Do you know what IEncrypt Ransomware is?
It looks like IEncrypt Ransomware might be targeted at particular companies only, which means it may not be distributed widely. It encrypts files on the infected computer and shows a ransom note saying: “no free decryption software is available on the web.” It seems the malicious application’s developers wish to be contacted via email. Of course, we do not recommend trusting the cybercriminals behind this malware as there is a chance the victim could get scammed. It seems to us the safest option is to restore data from backup copies available on cloud storage or removable media devices if the user does not want to risk losing his money in vain. Naturally, for safety reasons, it is advisable not to transfer copies or create new files on the infected device before removing IEncrypt Ransomware. The removal guide available below will show how one could erase the threat manually. However, it is vital to stress, the process could be complicated, and it might be much easier to employ a reputable antimalware tool.
Our computer security specialists say IEncrypt Ransomware should be distributed through malicious email attachments, software installers, and so on. Such data can enter the system from unreliable file-sharing websites, with Spam emails, or unsecured RDP connections. Thus, to avoid such threats, it is crucial to be both careful while receiving data from the Internet and to ensure the system has no vulnerabilities that could be exploited. As an extra precaution, we advise employing a trustworthy antimalware tool that could guard the computer against various malicious applications. In case you receive a suspicious file, do not hesitate to scan it with your chosen security tool so you would know if it is safe to open it or not.
----------------
(Tasks to carry out)
- a) Write out the passage of the IEncrypt Ransomware text from "Our computer security" to "open it or not.".
- b) In the IEncrypt Ransomware text, how do the malware's developers apparently want victims to contact them?
----------------
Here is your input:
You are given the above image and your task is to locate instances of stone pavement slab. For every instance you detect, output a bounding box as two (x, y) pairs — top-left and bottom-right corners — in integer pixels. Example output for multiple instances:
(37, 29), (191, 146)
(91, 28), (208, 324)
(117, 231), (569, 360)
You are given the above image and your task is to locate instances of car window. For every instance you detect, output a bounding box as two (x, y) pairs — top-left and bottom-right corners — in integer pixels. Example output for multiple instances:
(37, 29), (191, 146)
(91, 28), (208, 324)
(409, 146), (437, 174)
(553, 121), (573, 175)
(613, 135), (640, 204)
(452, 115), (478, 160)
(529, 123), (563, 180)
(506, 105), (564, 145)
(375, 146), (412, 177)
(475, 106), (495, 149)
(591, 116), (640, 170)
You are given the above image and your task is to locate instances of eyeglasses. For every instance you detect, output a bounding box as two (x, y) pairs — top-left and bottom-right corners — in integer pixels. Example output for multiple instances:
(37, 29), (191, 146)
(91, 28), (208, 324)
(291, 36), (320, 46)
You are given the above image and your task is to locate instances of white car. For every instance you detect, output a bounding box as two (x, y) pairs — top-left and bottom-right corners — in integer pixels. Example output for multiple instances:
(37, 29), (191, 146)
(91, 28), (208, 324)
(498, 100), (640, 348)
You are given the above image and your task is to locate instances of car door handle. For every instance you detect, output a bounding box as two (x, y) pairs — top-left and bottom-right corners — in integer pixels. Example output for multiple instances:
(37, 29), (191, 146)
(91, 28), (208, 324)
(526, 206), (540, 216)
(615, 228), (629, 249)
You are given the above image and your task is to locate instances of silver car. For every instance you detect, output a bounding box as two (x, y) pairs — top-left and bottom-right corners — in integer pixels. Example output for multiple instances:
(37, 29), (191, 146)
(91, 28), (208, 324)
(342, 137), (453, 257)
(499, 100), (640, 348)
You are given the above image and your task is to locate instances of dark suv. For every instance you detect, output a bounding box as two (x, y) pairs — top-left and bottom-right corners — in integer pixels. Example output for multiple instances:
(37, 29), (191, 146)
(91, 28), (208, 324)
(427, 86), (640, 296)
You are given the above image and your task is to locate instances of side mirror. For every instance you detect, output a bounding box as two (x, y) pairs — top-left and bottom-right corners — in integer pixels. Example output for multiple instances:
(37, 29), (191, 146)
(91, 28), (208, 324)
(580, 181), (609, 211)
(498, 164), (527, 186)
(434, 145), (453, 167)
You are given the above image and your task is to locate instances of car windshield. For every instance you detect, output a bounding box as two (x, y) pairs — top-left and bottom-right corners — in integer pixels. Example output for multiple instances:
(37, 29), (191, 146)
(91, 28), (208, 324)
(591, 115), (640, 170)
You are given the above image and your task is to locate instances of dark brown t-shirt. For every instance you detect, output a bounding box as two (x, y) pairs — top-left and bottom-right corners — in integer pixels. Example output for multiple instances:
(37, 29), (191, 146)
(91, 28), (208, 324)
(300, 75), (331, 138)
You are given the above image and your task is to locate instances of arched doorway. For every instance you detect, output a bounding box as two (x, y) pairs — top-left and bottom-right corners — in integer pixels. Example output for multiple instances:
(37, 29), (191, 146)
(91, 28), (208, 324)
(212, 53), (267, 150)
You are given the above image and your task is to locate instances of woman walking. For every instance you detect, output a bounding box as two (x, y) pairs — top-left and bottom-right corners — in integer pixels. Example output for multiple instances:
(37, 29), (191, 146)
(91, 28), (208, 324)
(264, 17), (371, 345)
----------------
(Answers to each task)
- a)
Our computer security specialists say IEncrypt Ransomware should be distributed through malicious email attachments, software installers, and so on. Such data can enter the system from unreliable file-sharing websites, with Spam emails, or unsecured RDP connections. Thus, to avoid such threats, it is crucial to be both careful while receiving data from the Internet and to ensure the system has no vulnerabilities that could be exploited. As an extra precaution, we advise employing a trustworthy antimalware tool that could guard the computer against various malicious applications. In case you receive a suspicious file, do not hesitate to scan it with your chosen security tool so you would know if it is safe to open it or not.

- b) Via email.